Start of Provided material

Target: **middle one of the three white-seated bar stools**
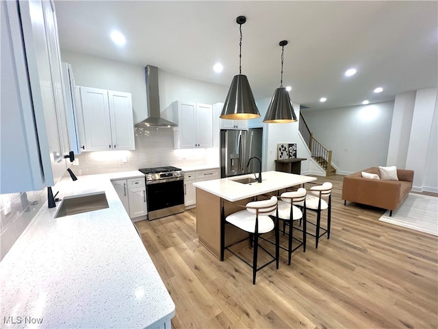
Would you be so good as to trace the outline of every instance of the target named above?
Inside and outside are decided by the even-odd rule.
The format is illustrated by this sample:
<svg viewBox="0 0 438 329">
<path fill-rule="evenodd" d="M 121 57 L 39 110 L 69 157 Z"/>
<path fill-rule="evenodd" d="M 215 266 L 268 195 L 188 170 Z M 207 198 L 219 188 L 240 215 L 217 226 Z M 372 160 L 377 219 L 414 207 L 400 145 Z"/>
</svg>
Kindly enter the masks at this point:
<svg viewBox="0 0 438 329">
<path fill-rule="evenodd" d="M 305 188 L 298 188 L 298 191 L 294 192 L 285 192 L 282 193 L 279 200 L 279 222 L 283 222 L 283 229 L 279 229 L 283 235 L 287 234 L 287 247 L 283 247 L 281 243 L 279 244 L 279 248 L 287 251 L 287 265 L 290 265 L 292 260 L 292 252 L 295 252 L 298 248 L 302 247 L 303 251 L 306 251 L 306 194 L 307 191 Z M 298 219 L 304 219 L 304 224 L 302 226 L 302 230 L 296 228 L 296 230 L 300 230 L 302 232 L 302 239 L 297 239 L 294 237 L 294 221 L 298 221 Z M 286 226 L 289 226 L 289 231 L 286 232 Z M 263 239 L 263 237 L 261 237 Z M 268 239 L 263 239 L 270 243 L 272 241 Z M 295 240 L 299 244 L 296 247 L 292 248 L 292 241 Z"/>
</svg>

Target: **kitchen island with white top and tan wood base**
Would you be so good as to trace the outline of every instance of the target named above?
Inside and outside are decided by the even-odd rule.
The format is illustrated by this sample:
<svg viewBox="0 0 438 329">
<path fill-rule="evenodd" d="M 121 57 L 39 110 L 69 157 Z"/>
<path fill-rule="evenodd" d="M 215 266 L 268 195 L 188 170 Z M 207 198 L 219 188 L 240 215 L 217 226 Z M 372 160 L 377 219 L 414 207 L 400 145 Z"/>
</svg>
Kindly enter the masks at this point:
<svg viewBox="0 0 438 329">
<path fill-rule="evenodd" d="M 196 182 L 196 230 L 199 242 L 214 256 L 220 259 L 221 213 L 224 215 L 242 210 L 236 205 L 245 205 L 257 195 L 275 193 L 276 191 L 305 184 L 316 180 L 314 177 L 283 173 L 280 171 L 266 171 L 261 173 L 261 183 L 242 184 L 236 180 L 254 178 L 254 174 L 240 175 L 220 180 Z M 233 226 L 225 227 L 225 244 L 229 245 L 246 236 Z M 235 245 L 235 249 L 242 249 L 244 245 Z M 228 256 L 228 254 L 225 254 Z"/>
</svg>

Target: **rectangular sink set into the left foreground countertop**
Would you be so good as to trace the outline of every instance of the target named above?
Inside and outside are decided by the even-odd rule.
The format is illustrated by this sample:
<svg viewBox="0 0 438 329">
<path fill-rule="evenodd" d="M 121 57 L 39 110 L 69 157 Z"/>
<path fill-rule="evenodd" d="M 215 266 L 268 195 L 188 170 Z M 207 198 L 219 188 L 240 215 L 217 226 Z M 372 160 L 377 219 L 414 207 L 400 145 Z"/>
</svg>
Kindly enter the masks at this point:
<svg viewBox="0 0 438 329">
<path fill-rule="evenodd" d="M 105 192 L 70 195 L 62 199 L 55 218 L 109 208 Z"/>
</svg>

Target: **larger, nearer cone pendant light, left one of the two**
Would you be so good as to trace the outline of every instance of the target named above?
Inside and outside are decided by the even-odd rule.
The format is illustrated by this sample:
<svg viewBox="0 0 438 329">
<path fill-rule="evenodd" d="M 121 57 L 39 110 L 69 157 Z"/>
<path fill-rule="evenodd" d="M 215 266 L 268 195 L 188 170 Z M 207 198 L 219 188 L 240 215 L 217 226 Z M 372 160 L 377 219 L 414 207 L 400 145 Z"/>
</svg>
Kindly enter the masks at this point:
<svg viewBox="0 0 438 329">
<path fill-rule="evenodd" d="M 255 105 L 248 78 L 246 75 L 242 75 L 242 24 L 246 22 L 246 17 L 238 16 L 235 21 L 240 25 L 239 74 L 233 77 L 220 118 L 233 120 L 255 119 L 260 117 L 259 110 Z"/>
</svg>

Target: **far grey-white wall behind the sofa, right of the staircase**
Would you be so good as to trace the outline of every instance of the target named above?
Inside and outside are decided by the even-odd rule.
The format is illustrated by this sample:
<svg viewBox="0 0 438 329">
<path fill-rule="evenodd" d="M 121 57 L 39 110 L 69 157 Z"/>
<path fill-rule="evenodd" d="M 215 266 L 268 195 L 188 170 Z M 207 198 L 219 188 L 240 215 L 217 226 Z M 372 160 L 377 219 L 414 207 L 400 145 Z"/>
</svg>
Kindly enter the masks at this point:
<svg viewBox="0 0 438 329">
<path fill-rule="evenodd" d="M 393 101 L 331 110 L 303 110 L 313 136 L 329 150 L 338 173 L 385 165 Z"/>
</svg>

End of Provided material

Task item
What you return must match each record exactly and contain no images.

Your response
Target: **middle one of the three white-seated bar stools**
Would you be so good as to trace the outline of every instance of the target named above?
Inside and outside are decided by the even-odd rule.
The format is illustrated by this sample:
<svg viewBox="0 0 438 329">
<path fill-rule="evenodd" d="M 121 57 L 39 110 L 69 157 Z"/>
<path fill-rule="evenodd" d="M 215 266 L 268 195 L 188 170 Z M 207 198 L 219 188 L 240 215 L 217 226 Z M 372 160 L 377 219 L 414 207 L 400 145 Z"/>
</svg>
Kindly enter the masks at this point:
<svg viewBox="0 0 438 329">
<path fill-rule="evenodd" d="M 305 188 L 298 188 L 298 191 L 294 192 L 285 192 L 282 193 L 279 200 L 279 222 L 283 222 L 283 229 L 279 229 L 283 235 L 287 234 L 287 247 L 283 247 L 281 243 L 279 244 L 279 248 L 287 251 L 287 265 L 290 265 L 292 260 L 292 252 L 295 252 L 298 248 L 302 247 L 303 251 L 306 251 L 306 194 L 307 191 Z M 298 219 L 304 219 L 304 224 L 302 226 L 302 230 L 296 228 L 296 230 L 300 230 L 302 232 L 302 239 L 297 239 L 294 237 L 294 221 L 298 221 Z M 286 226 L 289 226 L 289 231 L 286 232 Z M 263 239 L 263 237 L 261 237 Z M 268 239 L 263 239 L 270 243 L 272 241 Z M 295 240 L 299 244 L 296 247 L 292 248 L 292 241 Z"/>
</svg>

Target: **kitchen island with white top and tan wood base**
Would you be so good as to trace the outline of every instance of the target named above?
Inside and outside are decided by the even-odd rule.
The format is illustrated by this sample:
<svg viewBox="0 0 438 329">
<path fill-rule="evenodd" d="M 121 57 L 39 110 L 69 157 Z"/>
<path fill-rule="evenodd" d="M 215 266 L 268 195 L 188 170 Z M 207 198 L 219 188 L 240 215 L 217 226 Z M 372 160 L 377 219 L 414 207 L 400 145 Z"/>
</svg>
Kindly enter the masks at this point:
<svg viewBox="0 0 438 329">
<path fill-rule="evenodd" d="M 196 182 L 196 230 L 199 242 L 214 256 L 220 259 L 221 213 L 224 215 L 242 210 L 236 205 L 245 205 L 257 195 L 275 193 L 276 191 L 305 184 L 316 180 L 314 177 L 283 173 L 280 171 L 266 171 L 261 173 L 261 183 L 242 184 L 236 180 L 254 178 L 254 174 L 240 175 L 220 180 Z M 233 226 L 225 227 L 225 244 L 229 245 L 246 236 Z M 235 245 L 235 249 L 242 249 L 244 245 Z M 228 256 L 228 254 L 225 254 Z"/>
</svg>

Target: **rectangular sink set into the left foreground countertop**
Would you be so good as to trace the outline of every instance of the target named above?
Inside and outside are decided by the even-odd rule.
The format is illustrated by this sample:
<svg viewBox="0 0 438 329">
<path fill-rule="evenodd" d="M 121 57 L 39 110 L 69 157 Z"/>
<path fill-rule="evenodd" d="M 215 266 L 268 195 L 188 170 Z M 207 198 L 219 188 L 240 215 L 217 226 Z M 372 160 L 377 219 L 414 207 L 400 145 Z"/>
</svg>
Kindly enter the masks at this point:
<svg viewBox="0 0 438 329">
<path fill-rule="evenodd" d="M 105 192 L 70 195 L 62 199 L 55 218 L 109 208 Z"/>
</svg>

Target: **larger, nearer cone pendant light, left one of the two**
Would you be so good as to trace the outline of every instance of the target named above?
Inside and outside are decided by the even-odd rule.
The format is illustrated by this sample:
<svg viewBox="0 0 438 329">
<path fill-rule="evenodd" d="M 121 57 L 39 110 L 69 157 Z"/>
<path fill-rule="evenodd" d="M 215 266 L 268 195 L 188 170 Z M 207 198 L 219 188 L 240 215 L 217 226 Z M 372 160 L 377 219 L 414 207 L 400 145 Z"/>
</svg>
Kindly enter the masks at this point:
<svg viewBox="0 0 438 329">
<path fill-rule="evenodd" d="M 255 105 L 248 78 L 246 75 L 242 75 L 242 24 L 246 22 L 246 17 L 238 16 L 235 21 L 240 25 L 239 74 L 233 77 L 220 118 L 233 120 L 255 119 L 260 117 L 259 110 Z"/>
</svg>

Target: **far grey-white wall behind the sofa, right of the staircase**
Would you be so good as to trace the outline of every instance of the target named above?
Inside and outside are decided by the even-odd rule.
The format is illustrated by this sample:
<svg viewBox="0 0 438 329">
<path fill-rule="evenodd" d="M 121 57 L 39 110 L 69 157 Z"/>
<path fill-rule="evenodd" d="M 215 266 L 268 195 L 188 170 Z M 207 198 L 219 188 L 240 215 L 217 226 Z M 372 160 L 377 219 L 414 207 L 400 145 Z"/>
</svg>
Kindly enter the masks at this point:
<svg viewBox="0 0 438 329">
<path fill-rule="evenodd" d="M 393 101 L 331 110 L 303 110 L 313 136 L 329 150 L 338 173 L 385 165 Z"/>
</svg>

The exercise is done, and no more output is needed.